Trecho do documento =

════════════════

Olha Lipe, eu não poderia deixar de comentar o seu desabafo. Pra mim já foi mais difícil, mas ainda não está sendo fácil. É como se estivéssemos seguros em cima de uma estrutura de concreto, que de repente se transforma em areia movediça. Outra sensação que me lembro de ter tido, é como se um enorme caminhão tivesse passado por cima da gente, e agora ficamos caídos no asfalto, nos perguntando o que aconteceu, porque nem vimos o que nos atingiu. Os comentários da Erminoni sobre não desejar um Paraíso tão padronizado assim, me fez lembrar que no começo desse meu processo, enviei uma correspondência para o Mentes Bereanas, cujo parte do teor segue abaixo:
EQUILIBRIUM
Há algum tempo atrás, antes de tudo isso ocorrer, eu estava assistindo o filme Equilibrium, com Christian Bale, que conta uma ficção futurista, onde ninguém podia expressar emoções,
nem falar o que estava sentindo, pois um regime totalitário alegava que assim seria melhor para a paz mundial, e dessa forma manipulava a todos.
Senti um frio na espinha ao assistir o filme e não pude deixar de perceber os paralelos entre o regime do Tetragramatom (apenas coincidência esse nome?) e a imposição da maneira de pensar e de agir da Sociedade da Torre de Vigia a nós membros.
Eu já tinha percebido esse paralelo entre o filme e a organização já faz algum tempo, antes de eu ler esses livros "apóstatas", mas depois que eu os li, esse paralelo se tornou mais evidente, pois as poucas pessoas de minha família com quem me abri, me alertaram, que eu não deveria comentar essas coisas com ninguém, e o mesmo fizeram os anciãos na comissão judicativa que me tirou o cargo.
Eu me vi na situação do filme e pensei: "Caramba, que comunidade é essa em que eu vivo, onde você não pode expressar o que pensa, e nem o que sente?".

════════════════

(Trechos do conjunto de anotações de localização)
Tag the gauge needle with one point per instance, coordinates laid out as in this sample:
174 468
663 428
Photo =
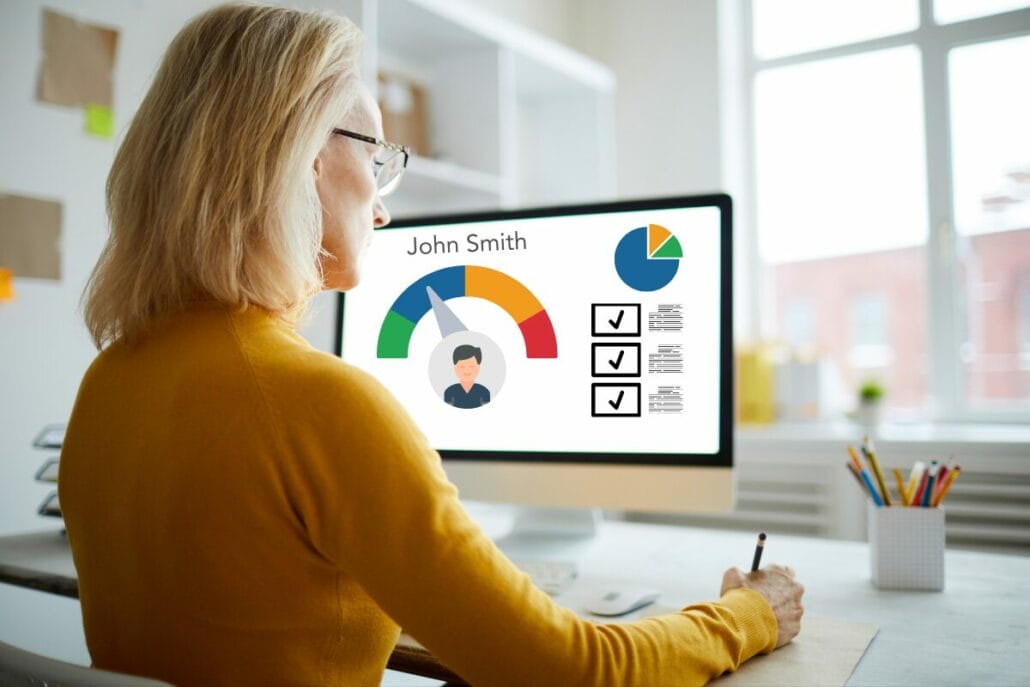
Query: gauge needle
446 319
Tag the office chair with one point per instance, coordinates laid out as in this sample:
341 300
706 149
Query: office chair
24 668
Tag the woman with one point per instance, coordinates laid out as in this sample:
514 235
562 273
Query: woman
245 510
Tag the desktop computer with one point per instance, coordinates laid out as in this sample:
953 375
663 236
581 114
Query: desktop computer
567 356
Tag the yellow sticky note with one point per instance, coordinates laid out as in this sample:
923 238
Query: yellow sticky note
6 284
99 122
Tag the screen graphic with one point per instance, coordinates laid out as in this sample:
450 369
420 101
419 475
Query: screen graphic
589 332
648 258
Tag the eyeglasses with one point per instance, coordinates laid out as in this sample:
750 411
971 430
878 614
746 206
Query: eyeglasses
387 167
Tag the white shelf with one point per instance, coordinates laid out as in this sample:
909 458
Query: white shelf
515 118
447 173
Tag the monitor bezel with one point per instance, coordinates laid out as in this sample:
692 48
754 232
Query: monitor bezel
724 456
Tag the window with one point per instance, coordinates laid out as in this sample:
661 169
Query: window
890 194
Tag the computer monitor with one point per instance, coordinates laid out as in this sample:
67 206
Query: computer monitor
573 356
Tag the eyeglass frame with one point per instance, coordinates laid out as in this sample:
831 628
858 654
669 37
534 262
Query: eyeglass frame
396 147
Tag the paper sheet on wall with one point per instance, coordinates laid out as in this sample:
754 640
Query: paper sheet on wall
30 236
78 62
824 654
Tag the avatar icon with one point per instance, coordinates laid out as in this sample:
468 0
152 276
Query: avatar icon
467 393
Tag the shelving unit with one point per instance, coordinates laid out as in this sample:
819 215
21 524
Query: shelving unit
515 118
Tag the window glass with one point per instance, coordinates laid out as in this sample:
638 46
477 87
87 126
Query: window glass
787 27
840 161
842 213
990 109
946 11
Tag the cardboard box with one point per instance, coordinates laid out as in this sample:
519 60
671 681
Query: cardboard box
405 113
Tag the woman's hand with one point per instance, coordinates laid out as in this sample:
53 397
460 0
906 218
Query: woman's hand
778 585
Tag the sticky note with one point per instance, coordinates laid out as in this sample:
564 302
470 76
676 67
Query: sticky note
99 121
6 284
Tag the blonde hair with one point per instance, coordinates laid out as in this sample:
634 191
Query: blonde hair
211 194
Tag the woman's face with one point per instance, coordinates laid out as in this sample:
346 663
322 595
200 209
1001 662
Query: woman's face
349 198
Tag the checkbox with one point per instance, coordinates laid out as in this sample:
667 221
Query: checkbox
615 319
609 400
615 359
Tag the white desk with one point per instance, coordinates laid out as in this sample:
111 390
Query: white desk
974 632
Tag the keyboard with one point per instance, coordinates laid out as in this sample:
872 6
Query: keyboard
550 576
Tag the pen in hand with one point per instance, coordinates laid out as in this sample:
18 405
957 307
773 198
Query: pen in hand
758 552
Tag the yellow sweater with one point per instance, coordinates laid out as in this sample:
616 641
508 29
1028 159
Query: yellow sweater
245 510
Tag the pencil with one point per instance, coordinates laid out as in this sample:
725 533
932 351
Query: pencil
758 552
871 457
928 492
854 458
954 475
900 483
917 499
914 477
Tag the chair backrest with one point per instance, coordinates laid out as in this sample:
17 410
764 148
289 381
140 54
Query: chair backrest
20 667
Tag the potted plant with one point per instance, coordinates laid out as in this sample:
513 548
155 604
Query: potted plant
870 400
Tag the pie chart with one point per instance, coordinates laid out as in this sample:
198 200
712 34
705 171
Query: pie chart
648 258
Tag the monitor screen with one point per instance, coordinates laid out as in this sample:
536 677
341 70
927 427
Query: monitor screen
590 334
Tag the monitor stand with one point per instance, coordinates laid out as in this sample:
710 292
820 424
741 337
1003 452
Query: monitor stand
550 533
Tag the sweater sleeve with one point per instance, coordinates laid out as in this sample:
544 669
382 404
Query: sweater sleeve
375 501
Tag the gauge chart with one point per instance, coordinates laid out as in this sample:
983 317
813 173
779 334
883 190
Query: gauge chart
470 281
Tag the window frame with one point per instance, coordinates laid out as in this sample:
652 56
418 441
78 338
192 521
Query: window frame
945 295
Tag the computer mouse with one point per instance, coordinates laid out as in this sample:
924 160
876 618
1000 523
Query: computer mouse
621 600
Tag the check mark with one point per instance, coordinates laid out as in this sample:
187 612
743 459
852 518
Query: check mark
618 402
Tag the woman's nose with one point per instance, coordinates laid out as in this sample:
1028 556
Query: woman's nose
380 213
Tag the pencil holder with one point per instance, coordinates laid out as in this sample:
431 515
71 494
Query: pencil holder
906 547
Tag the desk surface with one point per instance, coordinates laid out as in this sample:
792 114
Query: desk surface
973 632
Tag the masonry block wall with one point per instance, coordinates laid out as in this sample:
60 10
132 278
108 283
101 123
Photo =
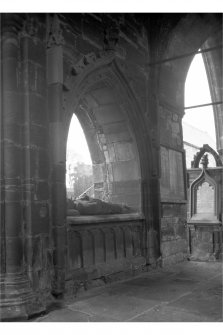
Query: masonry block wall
106 69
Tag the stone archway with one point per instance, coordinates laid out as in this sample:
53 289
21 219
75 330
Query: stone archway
103 111
186 38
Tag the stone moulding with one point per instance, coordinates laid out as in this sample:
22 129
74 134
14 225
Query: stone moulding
17 299
203 177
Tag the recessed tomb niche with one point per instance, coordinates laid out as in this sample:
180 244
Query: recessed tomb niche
205 201
205 208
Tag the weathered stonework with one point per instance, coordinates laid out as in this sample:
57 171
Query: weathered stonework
106 69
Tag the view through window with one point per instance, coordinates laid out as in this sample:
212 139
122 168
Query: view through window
198 123
79 175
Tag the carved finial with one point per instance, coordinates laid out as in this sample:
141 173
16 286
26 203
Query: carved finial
30 27
55 36
204 161
111 36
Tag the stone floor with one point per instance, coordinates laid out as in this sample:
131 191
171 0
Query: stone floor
187 292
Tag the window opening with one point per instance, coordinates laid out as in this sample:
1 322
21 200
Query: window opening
198 123
79 174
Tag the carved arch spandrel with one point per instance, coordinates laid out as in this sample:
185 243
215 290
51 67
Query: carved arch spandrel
204 177
203 150
105 69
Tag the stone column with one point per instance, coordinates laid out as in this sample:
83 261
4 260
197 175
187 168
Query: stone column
16 296
35 153
57 151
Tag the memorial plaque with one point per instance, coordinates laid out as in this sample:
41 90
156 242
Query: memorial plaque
205 199
172 178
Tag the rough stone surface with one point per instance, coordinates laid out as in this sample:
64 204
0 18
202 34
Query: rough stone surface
190 292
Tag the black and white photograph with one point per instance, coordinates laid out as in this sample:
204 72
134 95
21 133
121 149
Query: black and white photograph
111 167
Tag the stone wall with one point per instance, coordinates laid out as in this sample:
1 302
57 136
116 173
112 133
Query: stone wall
55 65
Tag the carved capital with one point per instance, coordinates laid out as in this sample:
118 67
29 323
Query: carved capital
55 34
11 23
30 27
111 36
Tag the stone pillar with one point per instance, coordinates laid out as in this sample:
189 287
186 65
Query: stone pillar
153 184
57 151
35 153
16 296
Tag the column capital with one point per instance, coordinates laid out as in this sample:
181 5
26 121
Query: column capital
11 23
54 32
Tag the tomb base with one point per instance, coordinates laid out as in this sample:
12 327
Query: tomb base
205 241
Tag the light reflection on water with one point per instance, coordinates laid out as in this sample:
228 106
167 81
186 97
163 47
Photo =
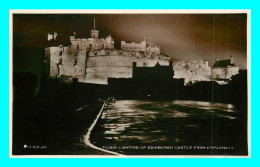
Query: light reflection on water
134 122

════════════════

Tarefa proposta = Retome o depoimento que compara o filme Equilibrium à Sociedade da Torre de Vigia e prossiga a partir da última frase apresentada.

Resposta à tarefa =
E uma das coisas em que eu mais me orgulhava das Testemunhas de Jeová, que é a união na maneira de pensar, um só ensino em todo mundo, hoje se tornou para mim causa de tropeço. Às vezes tem se tornado insuportável assistir às reuniões e ficar constantemente ouvindo "mesa de Jeová", "alimento no tempo apropriado", "organização", etc...
À que custo essa união? Essa uniformidade? Essa padronização da maneira de pensar? No referido filme, todas as pessoas usam roupa social preto e branca, uniformizadas, padronizadas, parecendo robôs. Às vezes eu sinto que mesmo sem ter essa intenção a Organização tem feito a mesma coisa. Não é à tôa que num dos melhores videos produzidos pela Torre de Vigia, "A Criação declara a Glória de Deus" onde um pai ensina seu filho sobre as criações de Jeová, a postura e a artificialidade do pai e do filho tornam o vídeo menos atraente, menos emotivo, porque eles acabam sendo típicos irmãos "teocráticos" padronizados. Na verdade, hoje eu percebo que mesmo a vida no paraíso terrestre se tornava menos atraente pra mim, porque parecia que teria que seguir um esquema rígido de pessoas se comportando e pensando de maneira uniforme, como ilustrado nas pinturas das publicações sobre o novo mundo.
Penso que Jeová se agrada na diversidade, como exemplificado pela abundante diversidade que ele deixou na natureza (Prov. 8:31). Nenhuma planta tem 2 folhas exatamente iguais, nenhuma flor tem 2 pétalas exatamente iguais, até mesmo as impressões digitais e todo o resto físico é diferente de ser humano para ser humano. Porque devemos pensar então que a riqueza que Deus criou dentro da gente, "o homem que somos no íntimo" deveria de alguma forma ser uniformizada e encaixada em moldes?
E isso não é uma prerrogativa exclusiva da Torre de Vigia. Penso que esse é um problema grave da maioria das denominações, que impõem sua cultura sobre o adepto, destruindo as raízes que fez parte da criação dele.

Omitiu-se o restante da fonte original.